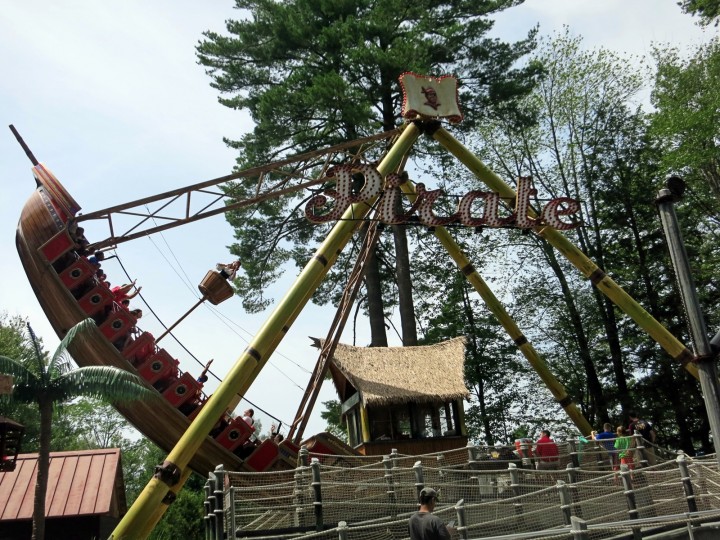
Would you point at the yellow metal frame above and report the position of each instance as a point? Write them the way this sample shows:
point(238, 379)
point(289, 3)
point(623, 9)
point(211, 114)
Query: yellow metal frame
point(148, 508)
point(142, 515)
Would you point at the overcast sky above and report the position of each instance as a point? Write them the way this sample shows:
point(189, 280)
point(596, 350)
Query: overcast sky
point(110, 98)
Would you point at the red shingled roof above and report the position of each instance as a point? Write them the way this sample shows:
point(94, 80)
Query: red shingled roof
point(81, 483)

-------

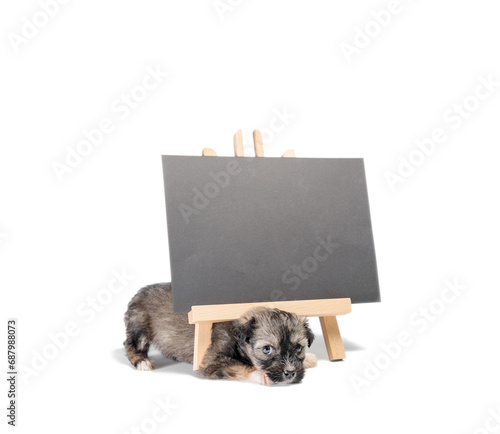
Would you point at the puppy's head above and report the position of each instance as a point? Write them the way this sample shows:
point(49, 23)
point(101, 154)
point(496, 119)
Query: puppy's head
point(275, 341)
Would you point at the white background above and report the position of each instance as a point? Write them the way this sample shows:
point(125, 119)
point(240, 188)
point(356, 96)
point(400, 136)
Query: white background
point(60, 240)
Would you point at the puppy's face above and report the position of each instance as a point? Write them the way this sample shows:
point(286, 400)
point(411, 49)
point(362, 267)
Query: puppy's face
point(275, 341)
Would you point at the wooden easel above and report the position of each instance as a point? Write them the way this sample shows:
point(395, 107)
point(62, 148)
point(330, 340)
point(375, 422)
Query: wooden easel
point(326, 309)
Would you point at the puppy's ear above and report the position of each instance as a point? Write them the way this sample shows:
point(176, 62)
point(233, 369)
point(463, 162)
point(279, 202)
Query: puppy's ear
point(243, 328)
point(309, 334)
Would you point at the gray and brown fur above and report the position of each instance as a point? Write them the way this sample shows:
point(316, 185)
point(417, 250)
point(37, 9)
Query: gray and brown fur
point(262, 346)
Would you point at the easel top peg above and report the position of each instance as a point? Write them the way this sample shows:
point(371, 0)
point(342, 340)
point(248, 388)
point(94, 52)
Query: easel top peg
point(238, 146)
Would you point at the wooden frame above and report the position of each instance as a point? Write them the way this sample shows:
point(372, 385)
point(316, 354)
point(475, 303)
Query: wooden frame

-------

Transcribe the records between the line containing "Would you point at the wooden frame" and the line containing "Query: wooden frame", inclusive.

• [Answer to this exercise]
Would you point at the wooden frame above and report the position of each instance as a point? Write them the way this sample shows:
point(372, 385)
point(316, 354)
point(475, 303)
Query: wooden frame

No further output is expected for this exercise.